### Activity
Print the part of the botnet news archive from "Sunday, August 27th, 2006" up to and including "with showing advertisements.", word for word.

### Given text
⁂

Archive for the ‘Botnets/DDoS’ Category

Three Years Jail for DDoSer

Sunday, August 27th, 2006

Christopher Maxwell, 21, of Vacaville, California, has been sentenced to jail for three years. IRC-Junkie reported about him being charged in february of this year.

Aside of the hospital other networks that were affected included the department of defense and a California school district.

He would rent out his network to perform DDoS attacks, and the infected machines earned him money with showing advertisements.

The judge showed little sympathy for Maxwell, calling him “incredible self-centered” with little regard for the impact of his actions on others. She also wanted Maxwell to be set as “deterrence for all those youth out there who are squirreled away in their basements hacking”.

MS06-040 Used by Botherders

Monday, August 14th, 2006

Machines connected to the Internet and not having installed patch MS06-040 released by Microsoft last week are now vulnerable for being hijacked by a new worm, a variant of the Mocbot trojan. This first appeared in August 2005 as the Zotob-worm.

Security firms expect this worm-attack to grow like a big one, despite this worm seemingly only to attack Windows 2000 machines.

Once installed into the system, the bot will connect to an IRC server and wait there for commands from the dronemaster. The hosts in question are bbjj.househot.com:18067 and ypgw.wallloan.com:18067.

Three Dronerunners Arrested

Wednesday, June 28th, 2006

A 63-year-old from England and a 28-year-old man in Scotland, and a 19-year-old man in Finland (all said to be member of the M00P online group) have been arrested and charged of “an international conspiracy to infect computers using viruses attached to unsolicited commercial e-mail,” a spokesman of the English police said.

The groups’ activities were mainly directed at businesses in the U.K. of which computers were being infected with one of three virusses: Stinx, Breplibot or Rykanos. Once infected, the virus would try and hide itself using features from Sony BMG digital rights management or other DRM software.

DDoS’er Convicted to 5 Years Jail

Tuesday, May 9th, 2006

Jeanson James Ancheta, 20, of Downey, California, of which we reported about his arrest here, and him pleading guilty here, has heard his sentence from United States District Judge R. Gary Klausner in Los Angeles.

Judge Klausner, who characterized Ancheta’s crimes as “extensive, serious and sophisticated,” has sentenced him to 57 months in jail. After he completes his jail time, he will serve three years of supervised release. In this time his access to computers and the Internet will be limited. He will also have to pay 15000$ USD damages to the Weapons Division of the United States Naval Air Warfare Center in China Lake and the Defense Information Systems Agency, and all his profits from the activities including a BMW have been forfeited.

Rootkits Connect to IRC Directly

Saturday, April 8th, 2006

Rootkits for Windows are the ‘hot’ thing among certain groups of people who like to keep their practices hidden on the computers of unknowing others.

Rootkits work in such ways that they can hide their processes from the user, making it hard to detect the rootkit, let alone remove it from the system. Although a rootkit in itself can be hidden form the user, often a rootkit is not enough to perform the tasks the malicious user wants accomplished. Providing a FTP server, connecting to IRC to receive commands and sort like features are still provided by separate software which can be detected and show a possible rootkit installed.

⁂

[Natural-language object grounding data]
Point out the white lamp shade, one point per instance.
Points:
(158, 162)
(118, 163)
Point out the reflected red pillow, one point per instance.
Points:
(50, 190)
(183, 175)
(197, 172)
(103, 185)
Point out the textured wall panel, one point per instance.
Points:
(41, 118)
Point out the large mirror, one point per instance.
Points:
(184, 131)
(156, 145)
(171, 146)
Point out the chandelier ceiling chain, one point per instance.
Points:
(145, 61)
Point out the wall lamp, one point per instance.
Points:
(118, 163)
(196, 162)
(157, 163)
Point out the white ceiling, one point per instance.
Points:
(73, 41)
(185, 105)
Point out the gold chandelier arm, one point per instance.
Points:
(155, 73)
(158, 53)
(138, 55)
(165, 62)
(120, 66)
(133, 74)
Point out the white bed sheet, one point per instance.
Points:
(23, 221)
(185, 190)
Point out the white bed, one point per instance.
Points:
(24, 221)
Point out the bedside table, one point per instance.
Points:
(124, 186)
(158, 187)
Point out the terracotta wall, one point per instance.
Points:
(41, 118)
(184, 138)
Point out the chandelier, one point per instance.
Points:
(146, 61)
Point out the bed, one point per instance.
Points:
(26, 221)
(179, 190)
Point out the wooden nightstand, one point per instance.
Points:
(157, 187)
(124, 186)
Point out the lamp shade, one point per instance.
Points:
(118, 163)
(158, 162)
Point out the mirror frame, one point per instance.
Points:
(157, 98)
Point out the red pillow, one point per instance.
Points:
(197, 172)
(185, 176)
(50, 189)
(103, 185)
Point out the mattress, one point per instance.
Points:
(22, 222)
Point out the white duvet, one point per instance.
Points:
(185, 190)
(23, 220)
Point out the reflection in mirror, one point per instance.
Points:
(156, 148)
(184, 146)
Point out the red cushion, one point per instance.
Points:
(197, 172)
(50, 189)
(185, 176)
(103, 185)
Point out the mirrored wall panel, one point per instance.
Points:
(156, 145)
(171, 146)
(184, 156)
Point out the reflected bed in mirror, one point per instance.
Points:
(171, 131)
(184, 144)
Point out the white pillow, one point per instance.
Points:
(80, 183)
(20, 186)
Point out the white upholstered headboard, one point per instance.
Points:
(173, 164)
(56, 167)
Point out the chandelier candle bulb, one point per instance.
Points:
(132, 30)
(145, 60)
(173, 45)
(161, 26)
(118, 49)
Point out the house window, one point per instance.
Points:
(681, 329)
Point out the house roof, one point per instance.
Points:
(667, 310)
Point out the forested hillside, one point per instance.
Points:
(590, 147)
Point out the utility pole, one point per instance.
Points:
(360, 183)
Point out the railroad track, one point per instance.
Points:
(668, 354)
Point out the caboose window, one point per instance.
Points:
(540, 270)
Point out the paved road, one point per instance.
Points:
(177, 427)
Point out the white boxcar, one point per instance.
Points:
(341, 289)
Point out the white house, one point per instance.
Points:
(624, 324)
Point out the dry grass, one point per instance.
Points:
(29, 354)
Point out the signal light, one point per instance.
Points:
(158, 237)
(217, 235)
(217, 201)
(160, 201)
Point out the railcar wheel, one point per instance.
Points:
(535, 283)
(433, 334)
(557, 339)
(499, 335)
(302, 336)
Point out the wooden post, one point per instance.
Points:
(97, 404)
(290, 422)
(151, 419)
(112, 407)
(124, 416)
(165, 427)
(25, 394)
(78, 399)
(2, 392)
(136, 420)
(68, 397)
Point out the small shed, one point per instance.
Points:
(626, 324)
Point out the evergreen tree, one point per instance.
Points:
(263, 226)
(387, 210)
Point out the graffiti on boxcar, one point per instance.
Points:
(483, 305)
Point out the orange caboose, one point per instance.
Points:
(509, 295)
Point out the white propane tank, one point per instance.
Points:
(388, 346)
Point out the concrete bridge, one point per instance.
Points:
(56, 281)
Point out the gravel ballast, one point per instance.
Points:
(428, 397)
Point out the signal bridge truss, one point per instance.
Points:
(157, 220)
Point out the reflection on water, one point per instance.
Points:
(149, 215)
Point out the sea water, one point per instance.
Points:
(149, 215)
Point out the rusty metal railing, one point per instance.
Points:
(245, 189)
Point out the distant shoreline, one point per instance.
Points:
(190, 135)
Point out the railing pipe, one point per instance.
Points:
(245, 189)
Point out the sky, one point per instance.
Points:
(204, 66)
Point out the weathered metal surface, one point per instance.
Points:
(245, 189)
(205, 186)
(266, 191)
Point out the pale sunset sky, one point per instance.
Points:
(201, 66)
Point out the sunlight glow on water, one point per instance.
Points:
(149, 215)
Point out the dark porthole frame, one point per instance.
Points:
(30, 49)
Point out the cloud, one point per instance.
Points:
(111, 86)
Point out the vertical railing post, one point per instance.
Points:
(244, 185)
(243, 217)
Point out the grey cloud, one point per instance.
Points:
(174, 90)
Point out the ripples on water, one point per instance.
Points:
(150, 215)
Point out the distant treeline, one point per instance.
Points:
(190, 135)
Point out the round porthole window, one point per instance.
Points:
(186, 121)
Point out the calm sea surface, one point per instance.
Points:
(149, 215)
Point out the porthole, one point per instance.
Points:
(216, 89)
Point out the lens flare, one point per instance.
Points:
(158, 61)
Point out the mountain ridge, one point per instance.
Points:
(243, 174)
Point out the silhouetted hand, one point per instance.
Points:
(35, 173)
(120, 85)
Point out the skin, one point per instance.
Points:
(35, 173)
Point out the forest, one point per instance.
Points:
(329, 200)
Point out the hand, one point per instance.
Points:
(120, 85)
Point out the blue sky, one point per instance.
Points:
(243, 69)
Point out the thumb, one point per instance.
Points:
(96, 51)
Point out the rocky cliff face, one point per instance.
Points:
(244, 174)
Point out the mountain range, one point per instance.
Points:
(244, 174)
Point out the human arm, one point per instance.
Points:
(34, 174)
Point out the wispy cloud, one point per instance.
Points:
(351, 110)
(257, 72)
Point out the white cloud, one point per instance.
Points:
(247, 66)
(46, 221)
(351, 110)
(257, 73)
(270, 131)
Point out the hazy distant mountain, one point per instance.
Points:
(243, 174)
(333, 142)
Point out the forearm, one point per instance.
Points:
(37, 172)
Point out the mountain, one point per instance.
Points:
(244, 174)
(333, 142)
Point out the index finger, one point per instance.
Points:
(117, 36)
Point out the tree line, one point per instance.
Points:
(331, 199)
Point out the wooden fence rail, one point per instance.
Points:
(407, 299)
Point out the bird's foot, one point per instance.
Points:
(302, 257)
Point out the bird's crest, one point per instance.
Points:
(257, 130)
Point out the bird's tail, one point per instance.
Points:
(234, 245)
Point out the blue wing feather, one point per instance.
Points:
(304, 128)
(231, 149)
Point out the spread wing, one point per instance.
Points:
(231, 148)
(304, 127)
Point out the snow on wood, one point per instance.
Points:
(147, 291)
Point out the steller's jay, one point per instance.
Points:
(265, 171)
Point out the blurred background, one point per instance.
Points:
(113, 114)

⁂

### Solution to this task
Sunday, August 27th, 2006

Christopher Maxwell, 21, of Vacaville, California, has been sentenced to jail for three years. IRC-Junkie reported about him being charged in february of this year.

Aside of the hospital other networks that were affected included the department of defense and a California school district.

He would rent out his network to perform DDoS attacks, and the infected machines earned him money with showing advertisements.